==== Source text

The MSRB will be acutely sensitive to, and will consider whether further
rulemaking would be appropriate in the event of, any significant failures in
the further development of the disclosure dissemination system or in the
efficacy of this dissemination system to address the MSRB’s stated investor
protection concerns.
Effective
Date
The MSRB has requested that the SEC delay the effectiveness of the
proposed interpretation until the 60th calendar day after SEC approval to provide
dealers with sufficient time to establish appropriate compliance procedures.
The MSRB reminds dealers that the obligations
established under the 2002 Notice will continue to apply until the proposed
interpretation becomes effective.
Dealers are urged to comply with the proposed interpretation as soon as
practicable after SEC approval.
* * * * *
Questions
regarding the proposed interpretation may be directed to Ernesto A. Lanza,
Senior Associate General Counsel, Jill C. Finder, Assistant General Counsel, or
Ghassan Hitti, Assistant General
Counsel.
* * * * *
INTERPRETATION
ON CUSTOMER PROTECTION OBLIGATIONS RELATING TO THE MARKETING OF 529 COLLEGE
SAVINGS PLANS
The Municipal Securities Rulemaking
Board (“MSRB”) is publishing this interpretation to ensure that brokers,
dealers and municipal securities dealers (“dealers”) effecting transactions in
the 529 college savings plan market fully understand their fair practice and
disclosure duties to their customers.[1]
Basic Customer
Protection Obligation
At the
core of the MSRB’s customer protection rules is Rule G-17, which provides that,
in the conduct of its municipal securities activities, each dealer shall deal
fairly with all persons and shall not engage in any deceptive, dishonest or
unfair practice. The rule encompasses
two basic principles: an anti-fraud
prohibition similar to the standard set forth in Rule 10b-5 adopted by the
Securities and Exchange Commission (“SEC”) under the Securities Exchange Act of
1934 (the “Exchange Act”), and a general duty to deal fairly even in the
absence of fraud. All activities of
dealers must be viewed in light of these basic principles, regardless of
whether other MSRB rules establish specific requirements applicable to such
activities.
Disclosure
The MSRB has interpreted Rule G-17 to require
a dealer, in connection with any transaction in municipal securities, to
disclose to its customer, at or prior to the sale of the securities to the
customer (the “time of trade”), all material facts about the transaction known
by the dealer, as well as material facts about the security that are reasonably
accessible to the market.[2] This duty applies to any dealer transaction
in a 529 college savings plan interest regardless of whether the transaction
has been recommended by the dealer.
Many states offer
favorable state tax treatment or other valuable benefits to their residents in
connection with investments in their own 529 college savings plan.

========

Set exercise 1 ▸ Pull out every line of the listing below that contains the string "window".

==== Provided records

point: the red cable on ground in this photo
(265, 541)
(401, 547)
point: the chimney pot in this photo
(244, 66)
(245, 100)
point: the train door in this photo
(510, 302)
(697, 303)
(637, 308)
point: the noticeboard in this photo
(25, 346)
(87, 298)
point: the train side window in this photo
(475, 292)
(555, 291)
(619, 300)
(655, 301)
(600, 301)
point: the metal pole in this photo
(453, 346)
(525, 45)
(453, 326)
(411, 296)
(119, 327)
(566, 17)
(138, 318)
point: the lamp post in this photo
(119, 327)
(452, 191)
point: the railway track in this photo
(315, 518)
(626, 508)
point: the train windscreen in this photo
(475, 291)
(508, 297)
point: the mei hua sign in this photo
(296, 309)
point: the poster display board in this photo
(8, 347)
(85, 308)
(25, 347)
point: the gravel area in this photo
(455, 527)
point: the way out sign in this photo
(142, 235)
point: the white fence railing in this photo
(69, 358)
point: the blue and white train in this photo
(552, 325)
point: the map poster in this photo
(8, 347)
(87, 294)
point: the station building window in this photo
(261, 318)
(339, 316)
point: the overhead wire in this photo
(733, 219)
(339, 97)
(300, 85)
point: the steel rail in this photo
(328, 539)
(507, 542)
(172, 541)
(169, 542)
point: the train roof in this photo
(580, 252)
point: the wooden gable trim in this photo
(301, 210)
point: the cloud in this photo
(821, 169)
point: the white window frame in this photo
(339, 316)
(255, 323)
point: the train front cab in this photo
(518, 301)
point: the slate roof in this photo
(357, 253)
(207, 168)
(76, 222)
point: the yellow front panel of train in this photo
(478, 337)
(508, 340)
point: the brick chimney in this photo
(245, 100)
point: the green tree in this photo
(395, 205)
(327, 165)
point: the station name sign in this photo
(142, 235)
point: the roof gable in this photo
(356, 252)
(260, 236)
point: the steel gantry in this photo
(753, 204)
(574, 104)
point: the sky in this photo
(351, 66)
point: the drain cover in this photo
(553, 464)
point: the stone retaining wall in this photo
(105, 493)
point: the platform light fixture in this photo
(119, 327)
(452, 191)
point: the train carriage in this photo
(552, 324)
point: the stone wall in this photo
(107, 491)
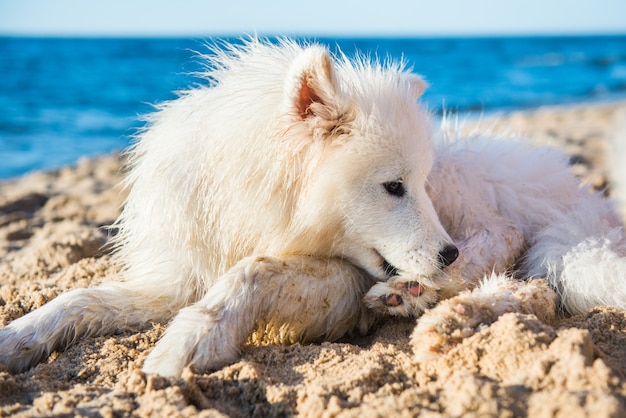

========

Set exercise 2 ▸ Write the next part of the MSRB text on 529 college savings plans, starting right after its last sentence.

Written reply 1 ▸
point: the train side window in this photo
point: the station building window in this photo
point: the white window frame in this photo

Written reply 2 ▸
In the case of sales of out-of-state 529
college savings plan interests to a customer, the MSRB views Rule G-17 as
requiring a dealer to make, at or prior to the time of trade, additional
disclosures that:
(i) depending upon the laws of the home
state of the customer or designated beneficiary, favorable state tax treatment
or other benefits offered by such home state for investing in 529 college
savings plans may be available only if the customer invests in the home state’s
529 college savings plan;
(ii) any state-based benefit offered with
respect to a particular 529 college savings plan should be one of many
appropriately weighted factors to be considered in making an investment
decision; and
(iii) the customer should consult with his or
her financial, tax or other adviser to learn more about how state-based
benefits (including any limitations) would apply to the customer’s specific
circumstances and also may wish to contact his or her home state or any other
529 college savings plan to learn more about the features, benefits and
limitations of that state’s 529 college savings plan.
This disclosure
obligation is hereinafter referred to as the “out-of-state disclosure
obligation.”[3]
The out-of-state
disclosure obligation may be met if the disclosure appears in the program
disclosure document, so long as the program disclosure document has been
delivered to the customer at or prior to the time of trade and the disclosure
appears in the program disclosure document in a manner that is reasonably
likely to be noted by an investor.[4] A presentation of this disclosure in the program
disclosure document in close proximity and with equal prominence to the
principal presentation of substantive information regarding other federal or
state tax-related consequences of investing in the 529 college savings plan,
and the inclusion of a reference to this disclosure in close proximity and with
equal prominence to each other presentation of information regarding state
tax-related consequences of investing in the 529 college savings plan, would be
deemed to satisfy this requirement.[5]
The MSRB has no
authority to mandate inclusion of any particular items in the issuer’s program
disclosure document.[6] Dealers who wish to rely on the program
disclosure document for fulfillment of the out-of-state disclosure obligation
are responsible for understanding what is included within the program
disclosure document of any 529 college savings plan they market and for
determining whether such information is sufficient to meet this disclosure
obligation. Notwithstanding any of the
foregoing, disclosure through the program disclosure document as described
above is not the sole manner in which a dealer may fulfill its out-of-state
disclosure obligation. Thus, if the issuer has not included this
information in the program disclosure document in the manner described,
inclusion in the program disclosure document in another manner may nonetheless
fulfill the dealer’s out-of-state disclosure obligation so long as disclosure
in such other manner is reasonably likely to be noted by an investor.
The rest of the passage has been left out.